WHAT YOU HAVE TO DO.
Copy out the listing exactly.

(Some records)
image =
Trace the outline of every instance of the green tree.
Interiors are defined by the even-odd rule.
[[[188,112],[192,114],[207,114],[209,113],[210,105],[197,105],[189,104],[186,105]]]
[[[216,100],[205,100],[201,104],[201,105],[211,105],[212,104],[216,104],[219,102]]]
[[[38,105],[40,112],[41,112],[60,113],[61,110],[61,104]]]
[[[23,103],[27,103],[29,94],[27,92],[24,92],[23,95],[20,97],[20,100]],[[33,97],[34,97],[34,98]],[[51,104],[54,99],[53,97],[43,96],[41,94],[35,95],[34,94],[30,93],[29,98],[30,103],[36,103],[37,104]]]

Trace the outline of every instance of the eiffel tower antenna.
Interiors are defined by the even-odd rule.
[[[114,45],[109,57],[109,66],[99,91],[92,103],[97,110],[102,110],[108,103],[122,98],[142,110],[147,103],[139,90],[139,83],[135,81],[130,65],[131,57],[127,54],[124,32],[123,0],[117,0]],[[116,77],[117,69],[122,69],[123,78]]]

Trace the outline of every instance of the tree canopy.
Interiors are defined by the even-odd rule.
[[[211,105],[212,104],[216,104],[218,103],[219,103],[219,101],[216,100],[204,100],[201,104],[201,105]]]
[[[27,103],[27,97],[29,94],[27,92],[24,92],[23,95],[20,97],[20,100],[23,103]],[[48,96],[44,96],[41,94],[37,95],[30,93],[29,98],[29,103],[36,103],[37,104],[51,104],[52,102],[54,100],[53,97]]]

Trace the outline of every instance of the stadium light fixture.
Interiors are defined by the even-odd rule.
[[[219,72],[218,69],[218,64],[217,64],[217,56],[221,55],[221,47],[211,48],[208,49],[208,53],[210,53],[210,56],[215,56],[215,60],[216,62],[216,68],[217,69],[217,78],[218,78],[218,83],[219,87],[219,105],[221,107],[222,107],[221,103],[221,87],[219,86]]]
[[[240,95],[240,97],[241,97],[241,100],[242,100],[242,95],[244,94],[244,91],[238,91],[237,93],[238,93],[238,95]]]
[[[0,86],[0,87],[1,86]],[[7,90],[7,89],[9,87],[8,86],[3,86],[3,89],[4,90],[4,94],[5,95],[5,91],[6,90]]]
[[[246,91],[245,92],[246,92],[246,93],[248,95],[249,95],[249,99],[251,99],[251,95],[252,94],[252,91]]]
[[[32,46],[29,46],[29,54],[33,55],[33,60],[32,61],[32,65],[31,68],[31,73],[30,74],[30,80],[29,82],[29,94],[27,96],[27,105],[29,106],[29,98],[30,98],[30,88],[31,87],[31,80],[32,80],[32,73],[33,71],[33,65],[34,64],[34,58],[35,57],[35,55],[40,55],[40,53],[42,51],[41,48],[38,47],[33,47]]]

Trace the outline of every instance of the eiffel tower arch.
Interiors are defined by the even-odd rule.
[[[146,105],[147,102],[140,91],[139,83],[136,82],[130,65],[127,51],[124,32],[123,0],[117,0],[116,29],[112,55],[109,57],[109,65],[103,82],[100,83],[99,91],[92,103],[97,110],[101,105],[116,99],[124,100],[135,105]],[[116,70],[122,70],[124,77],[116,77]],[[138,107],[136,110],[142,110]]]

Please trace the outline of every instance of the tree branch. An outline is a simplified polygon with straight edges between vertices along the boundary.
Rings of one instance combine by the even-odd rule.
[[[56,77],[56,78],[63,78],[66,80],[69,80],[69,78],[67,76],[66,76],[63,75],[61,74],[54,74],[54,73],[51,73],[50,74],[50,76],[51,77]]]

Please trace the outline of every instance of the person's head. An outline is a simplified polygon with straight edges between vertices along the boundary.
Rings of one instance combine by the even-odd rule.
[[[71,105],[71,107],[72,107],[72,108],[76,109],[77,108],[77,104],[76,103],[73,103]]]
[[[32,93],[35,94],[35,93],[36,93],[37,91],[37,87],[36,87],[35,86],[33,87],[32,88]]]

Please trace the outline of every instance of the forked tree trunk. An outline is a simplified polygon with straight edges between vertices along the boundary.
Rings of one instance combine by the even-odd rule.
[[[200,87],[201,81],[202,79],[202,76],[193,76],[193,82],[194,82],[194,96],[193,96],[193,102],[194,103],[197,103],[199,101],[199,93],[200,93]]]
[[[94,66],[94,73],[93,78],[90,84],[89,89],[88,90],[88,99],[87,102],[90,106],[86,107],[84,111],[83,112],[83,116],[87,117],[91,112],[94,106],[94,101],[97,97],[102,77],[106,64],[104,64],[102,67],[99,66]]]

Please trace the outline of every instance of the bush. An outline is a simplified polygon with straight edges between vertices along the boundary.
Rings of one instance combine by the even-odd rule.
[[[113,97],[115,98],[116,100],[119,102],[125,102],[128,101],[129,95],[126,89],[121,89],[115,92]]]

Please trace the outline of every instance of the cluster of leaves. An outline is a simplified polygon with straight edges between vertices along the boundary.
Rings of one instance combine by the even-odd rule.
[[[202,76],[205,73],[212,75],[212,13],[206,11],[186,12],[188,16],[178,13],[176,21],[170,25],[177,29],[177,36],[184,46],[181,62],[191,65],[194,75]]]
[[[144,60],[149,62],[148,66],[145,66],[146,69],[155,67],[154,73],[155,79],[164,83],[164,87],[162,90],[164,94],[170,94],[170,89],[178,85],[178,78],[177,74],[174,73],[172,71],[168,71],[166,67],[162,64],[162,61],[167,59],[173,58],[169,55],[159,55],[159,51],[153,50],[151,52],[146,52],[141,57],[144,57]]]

RESULT.
image =
Trace the outline of every instance of the green tree.
Interiors are defined by the even-odd rule.
[[[188,112],[192,114],[207,114],[209,113],[210,105],[197,105],[189,104],[186,105]]]
[[[216,100],[205,100],[201,104],[201,105],[211,105],[212,104],[216,104],[219,102]]]
[[[38,105],[40,112],[41,112],[60,113],[61,110],[61,104]]]
[[[23,103],[27,103],[29,94],[27,92],[24,92],[23,95],[20,97],[20,100]],[[33,97],[34,97],[34,98]],[[51,104],[54,99],[53,97],[43,96],[41,94],[35,95],[34,94],[30,93],[29,98],[30,103],[36,103],[37,104]]]

Trace the outline of every instance of the eiffel tower antenna.
Interiors are defined by the even-odd rule.
[[[114,45],[109,57],[109,66],[99,91],[92,103],[97,110],[102,110],[108,103],[122,98],[142,110],[147,103],[139,90],[139,83],[135,81],[130,65],[131,57],[127,54],[124,32],[123,0],[117,0]],[[116,77],[117,69],[122,69],[123,78]]]

Trace the outline of every instance of the tree canopy.
Interiors are defined by the even-odd rule.
[[[211,105],[212,104],[216,104],[218,103],[219,103],[219,101],[216,100],[204,100],[201,104],[201,105]]]
[[[27,103],[27,97],[29,94],[27,92],[24,92],[23,95],[20,97],[20,100],[23,103]],[[48,96],[44,96],[41,94],[37,95],[30,93],[29,98],[29,103],[36,103],[37,104],[51,104],[52,102],[54,100],[53,97]]]

Trace the outline of every instance of the stadium light fixture.
Interiors are defined by the even-odd rule.
[[[219,72],[218,69],[218,64],[217,64],[217,56],[221,55],[221,47],[211,48],[208,49],[208,53],[210,53],[210,56],[215,56],[215,60],[216,62],[216,68],[217,69],[217,78],[218,78],[218,83],[219,87],[219,105],[221,107],[222,107],[221,103],[221,87],[219,86]]]
[[[240,95],[240,97],[241,97],[241,100],[242,100],[242,95],[244,94],[244,91],[238,91],[237,93],[238,93],[238,95]]]
[[[0,86],[0,87],[1,86]],[[7,90],[7,89],[9,87],[8,86],[3,86],[3,89],[4,90],[4,94],[5,95],[5,91],[6,90]]]
[[[246,91],[245,92],[246,92],[246,93],[248,95],[249,95],[249,99],[251,99],[251,95],[252,94],[252,91]]]
[[[32,46],[29,46],[29,54],[33,55],[33,60],[32,61],[32,65],[31,68],[31,73],[30,74],[30,80],[29,82],[29,94],[27,96],[27,105],[29,106],[29,98],[30,98],[30,88],[31,87],[31,80],[32,80],[32,73],[33,71],[33,65],[34,64],[34,58],[35,57],[35,55],[40,55],[40,53],[42,51],[41,48],[38,47],[33,47]]]

Trace the outline of every instance of the eiffel tower arch.
Interiors are defined by the even-odd rule.
[[[146,105],[147,102],[140,91],[139,83],[136,82],[130,65],[127,51],[124,32],[123,0],[117,0],[116,29],[112,55],[109,57],[109,65],[103,82],[100,83],[99,91],[92,103],[97,110],[101,105],[116,99],[124,100],[135,105]],[[116,70],[122,70],[124,77],[116,77]],[[138,107],[136,110],[142,110]]]

Please trace the outline of every instance of the tree branch. An outline is a simplified polygon with straight edges between vertices along the boundary.
Rings of one instance combine by the even-odd rule.
[[[56,77],[56,78],[63,78],[66,80],[69,80],[69,78],[67,76],[66,76],[63,75],[61,74],[54,74],[54,73],[51,73],[50,74],[50,76],[51,77]]]

Please trace the outline of every instance of the person's head. An outline is a simplified polygon with straight edges between vertices along the boundary.
Rings of one instance combine by the even-odd rule.
[[[71,105],[71,107],[72,107],[72,108],[76,109],[77,108],[77,104],[76,103],[73,103]]]
[[[32,93],[35,94],[35,93],[36,93],[37,91],[37,87],[36,87],[35,86],[33,87],[32,88]]]

Please trace the outline of every instance of the forked tree trunk. An outline is a simplified polygon with straight edges between vertices along the boundary.
Rings of one instance combine by the even-odd rule.
[[[200,87],[201,81],[202,79],[202,76],[193,76],[193,82],[194,82],[194,96],[193,96],[193,102],[194,103],[197,103],[199,101],[199,93],[200,93]]]
[[[94,66],[94,73],[93,78],[90,84],[89,89],[88,90],[88,99],[87,102],[90,106],[86,107],[84,111],[83,112],[83,116],[87,117],[91,112],[94,106],[94,101],[97,97],[102,77],[106,64],[104,64],[102,67],[99,66]]]

Please trace the outline of every instance of the bush. An outline is a simplified polygon with straight edges between vertices along the boundary.
Rings of one instance combine by the even-odd rule.
[[[113,97],[115,98],[116,100],[119,102],[125,102],[128,101],[129,95],[126,89],[121,89],[115,92]]]

Please trace the outline of every instance of the cluster of leaves. An outline is a simplified polygon with straight edges between vertices along the boundary.
Rings of one instance combine by the even-odd rule.
[[[202,76],[205,73],[212,75],[212,13],[206,11],[186,12],[188,16],[178,13],[176,21],[170,25],[177,29],[177,36],[184,46],[181,62],[191,65],[194,75]]]
[[[144,60],[149,62],[148,66],[145,66],[146,69],[155,67],[154,73],[155,79],[164,83],[164,87],[162,90],[164,94],[170,94],[170,89],[178,85],[178,78],[177,74],[174,73],[172,71],[168,71],[166,67],[162,64],[162,61],[167,59],[173,58],[169,55],[159,55],[159,51],[153,50],[151,52],[146,52],[141,57],[144,57]]]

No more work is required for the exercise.